Dataset records on object locations ->
+ + + + +

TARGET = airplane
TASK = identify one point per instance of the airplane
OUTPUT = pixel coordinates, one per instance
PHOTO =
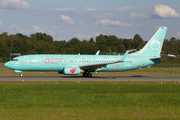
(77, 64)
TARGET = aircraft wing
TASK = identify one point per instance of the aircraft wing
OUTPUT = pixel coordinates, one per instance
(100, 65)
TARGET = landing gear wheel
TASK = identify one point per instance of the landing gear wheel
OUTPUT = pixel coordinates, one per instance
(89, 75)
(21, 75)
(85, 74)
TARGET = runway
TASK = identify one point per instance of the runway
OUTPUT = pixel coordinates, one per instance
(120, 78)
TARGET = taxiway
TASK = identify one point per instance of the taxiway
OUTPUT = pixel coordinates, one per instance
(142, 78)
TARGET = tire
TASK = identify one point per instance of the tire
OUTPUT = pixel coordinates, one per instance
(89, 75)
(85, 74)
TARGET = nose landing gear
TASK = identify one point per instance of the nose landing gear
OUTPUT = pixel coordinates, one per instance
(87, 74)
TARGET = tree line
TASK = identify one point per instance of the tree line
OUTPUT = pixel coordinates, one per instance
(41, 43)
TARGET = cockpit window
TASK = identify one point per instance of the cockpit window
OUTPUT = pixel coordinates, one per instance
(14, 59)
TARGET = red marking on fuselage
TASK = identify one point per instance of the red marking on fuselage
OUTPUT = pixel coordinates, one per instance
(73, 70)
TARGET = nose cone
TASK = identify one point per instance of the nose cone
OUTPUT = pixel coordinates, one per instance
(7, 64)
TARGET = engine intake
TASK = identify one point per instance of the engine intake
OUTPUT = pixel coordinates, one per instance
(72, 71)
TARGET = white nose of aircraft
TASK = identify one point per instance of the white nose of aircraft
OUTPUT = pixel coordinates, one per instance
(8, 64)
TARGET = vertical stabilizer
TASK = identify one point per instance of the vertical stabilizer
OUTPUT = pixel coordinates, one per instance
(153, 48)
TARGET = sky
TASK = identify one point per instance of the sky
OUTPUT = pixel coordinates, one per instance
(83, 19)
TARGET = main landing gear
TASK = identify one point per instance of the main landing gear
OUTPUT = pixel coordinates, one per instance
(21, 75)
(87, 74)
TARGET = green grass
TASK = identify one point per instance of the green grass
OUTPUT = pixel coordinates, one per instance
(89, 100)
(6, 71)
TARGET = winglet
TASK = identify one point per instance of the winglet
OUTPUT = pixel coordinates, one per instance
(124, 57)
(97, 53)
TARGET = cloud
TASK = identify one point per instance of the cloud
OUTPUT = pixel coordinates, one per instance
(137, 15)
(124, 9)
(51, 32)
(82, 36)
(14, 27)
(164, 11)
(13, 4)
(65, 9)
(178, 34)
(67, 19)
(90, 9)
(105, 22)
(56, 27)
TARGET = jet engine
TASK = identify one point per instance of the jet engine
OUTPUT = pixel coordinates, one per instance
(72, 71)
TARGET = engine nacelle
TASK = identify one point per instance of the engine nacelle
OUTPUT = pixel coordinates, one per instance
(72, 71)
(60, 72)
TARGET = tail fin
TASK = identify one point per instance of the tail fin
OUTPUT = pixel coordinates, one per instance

+ + + + +

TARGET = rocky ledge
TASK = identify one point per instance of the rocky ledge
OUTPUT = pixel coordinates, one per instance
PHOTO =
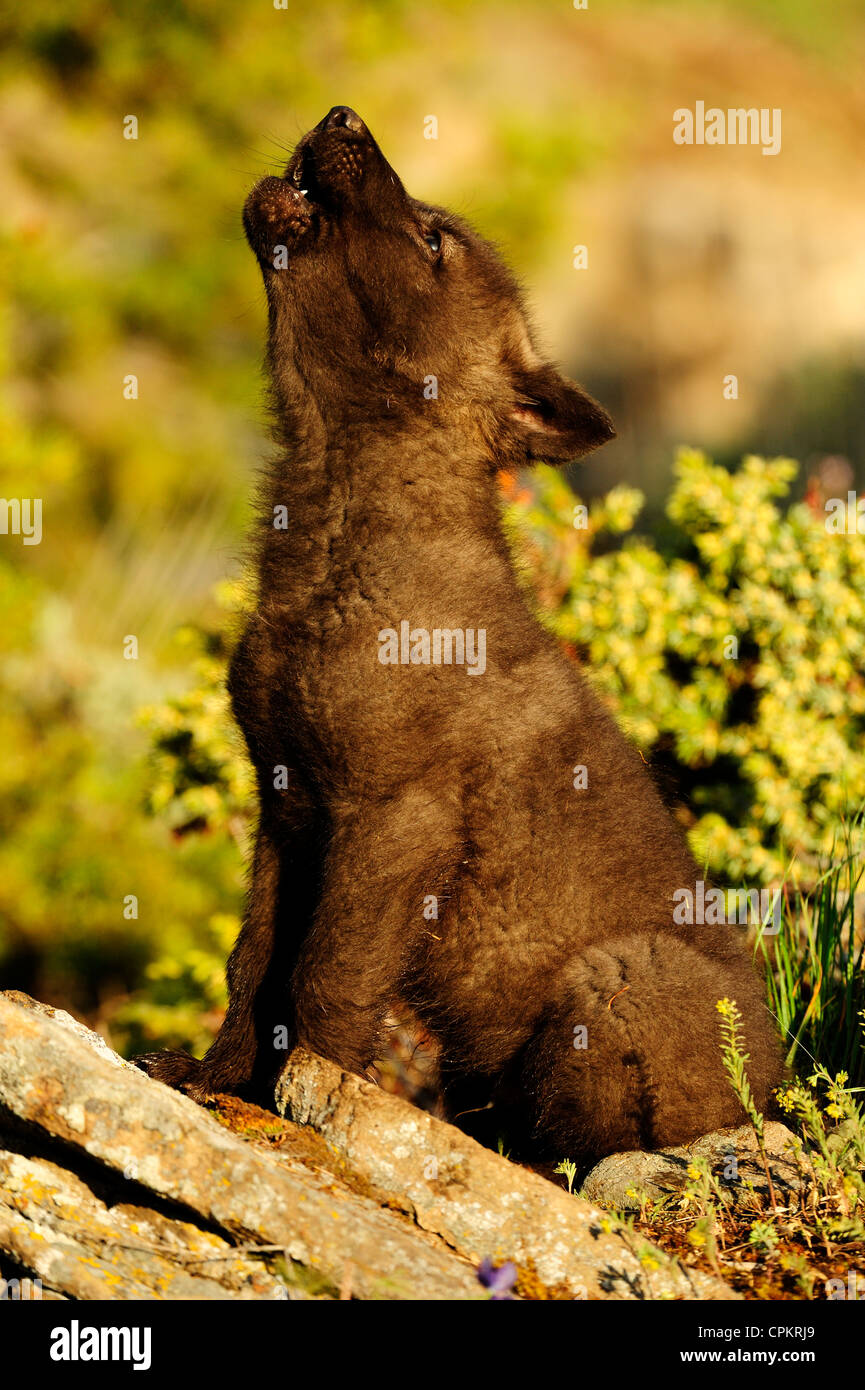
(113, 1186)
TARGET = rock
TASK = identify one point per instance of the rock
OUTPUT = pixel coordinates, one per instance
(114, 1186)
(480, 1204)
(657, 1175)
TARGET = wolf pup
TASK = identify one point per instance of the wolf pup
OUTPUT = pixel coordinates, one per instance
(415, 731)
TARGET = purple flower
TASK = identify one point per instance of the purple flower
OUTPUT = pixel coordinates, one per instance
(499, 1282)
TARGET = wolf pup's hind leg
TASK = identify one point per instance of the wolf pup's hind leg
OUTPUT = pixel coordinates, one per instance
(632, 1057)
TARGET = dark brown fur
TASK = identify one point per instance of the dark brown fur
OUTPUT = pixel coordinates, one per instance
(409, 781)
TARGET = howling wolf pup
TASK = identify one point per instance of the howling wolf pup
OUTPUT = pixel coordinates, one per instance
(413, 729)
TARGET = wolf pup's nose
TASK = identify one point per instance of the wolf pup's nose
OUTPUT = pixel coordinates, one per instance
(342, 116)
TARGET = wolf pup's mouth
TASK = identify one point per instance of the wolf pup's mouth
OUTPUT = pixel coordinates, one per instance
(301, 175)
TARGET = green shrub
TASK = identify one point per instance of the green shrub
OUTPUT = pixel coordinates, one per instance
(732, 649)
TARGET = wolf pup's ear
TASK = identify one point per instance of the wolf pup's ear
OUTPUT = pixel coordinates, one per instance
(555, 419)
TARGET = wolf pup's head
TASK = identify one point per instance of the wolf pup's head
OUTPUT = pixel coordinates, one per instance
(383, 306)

+ + + + +

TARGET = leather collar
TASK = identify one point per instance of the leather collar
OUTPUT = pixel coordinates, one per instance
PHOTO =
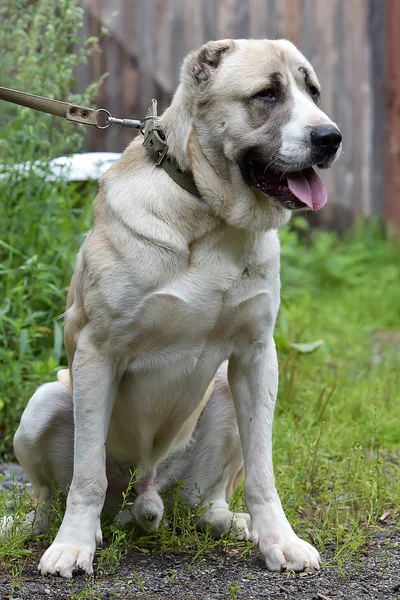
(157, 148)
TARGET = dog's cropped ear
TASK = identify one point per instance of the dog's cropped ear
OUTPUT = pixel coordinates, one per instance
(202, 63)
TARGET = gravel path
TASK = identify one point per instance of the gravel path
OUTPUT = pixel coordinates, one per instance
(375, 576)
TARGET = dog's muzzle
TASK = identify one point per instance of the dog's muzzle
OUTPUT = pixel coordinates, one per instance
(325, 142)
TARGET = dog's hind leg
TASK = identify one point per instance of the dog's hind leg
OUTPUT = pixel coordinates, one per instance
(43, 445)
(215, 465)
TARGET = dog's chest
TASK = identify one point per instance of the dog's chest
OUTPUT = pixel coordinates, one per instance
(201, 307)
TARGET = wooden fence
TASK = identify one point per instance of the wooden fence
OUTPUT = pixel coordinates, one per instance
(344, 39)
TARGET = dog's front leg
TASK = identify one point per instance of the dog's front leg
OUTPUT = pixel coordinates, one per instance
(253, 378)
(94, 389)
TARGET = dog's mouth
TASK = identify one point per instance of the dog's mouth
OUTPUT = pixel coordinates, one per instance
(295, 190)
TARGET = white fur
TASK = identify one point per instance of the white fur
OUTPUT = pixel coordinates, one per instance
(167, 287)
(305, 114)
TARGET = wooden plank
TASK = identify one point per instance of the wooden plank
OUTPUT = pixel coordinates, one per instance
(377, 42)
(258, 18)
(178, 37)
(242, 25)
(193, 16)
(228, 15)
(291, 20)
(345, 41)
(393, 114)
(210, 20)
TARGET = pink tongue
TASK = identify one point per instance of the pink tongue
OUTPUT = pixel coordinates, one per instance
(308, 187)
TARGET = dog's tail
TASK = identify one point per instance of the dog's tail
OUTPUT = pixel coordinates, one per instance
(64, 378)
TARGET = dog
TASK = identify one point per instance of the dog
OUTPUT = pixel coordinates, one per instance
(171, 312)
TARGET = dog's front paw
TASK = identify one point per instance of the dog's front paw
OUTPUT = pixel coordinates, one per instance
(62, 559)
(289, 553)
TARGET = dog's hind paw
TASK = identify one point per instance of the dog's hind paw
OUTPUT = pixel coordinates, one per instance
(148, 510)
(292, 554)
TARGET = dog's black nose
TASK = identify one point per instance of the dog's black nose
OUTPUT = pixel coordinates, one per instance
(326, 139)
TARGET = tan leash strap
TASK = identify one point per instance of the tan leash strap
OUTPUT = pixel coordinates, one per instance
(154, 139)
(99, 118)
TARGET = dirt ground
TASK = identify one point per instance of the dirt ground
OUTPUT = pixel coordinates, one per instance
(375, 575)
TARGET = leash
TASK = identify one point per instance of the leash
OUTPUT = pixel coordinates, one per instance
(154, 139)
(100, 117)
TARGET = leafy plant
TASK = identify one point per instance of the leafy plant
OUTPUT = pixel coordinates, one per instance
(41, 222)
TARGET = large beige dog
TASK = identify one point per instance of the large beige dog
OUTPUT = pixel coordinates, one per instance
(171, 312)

+ + + + +

What to work on -> Gather every line of the data above that includes the string "wheel", and copy each of those lines.

Result of the task ->
TARGET = landing gear wheel
TASK = identify one point per instance of the landing gear wheel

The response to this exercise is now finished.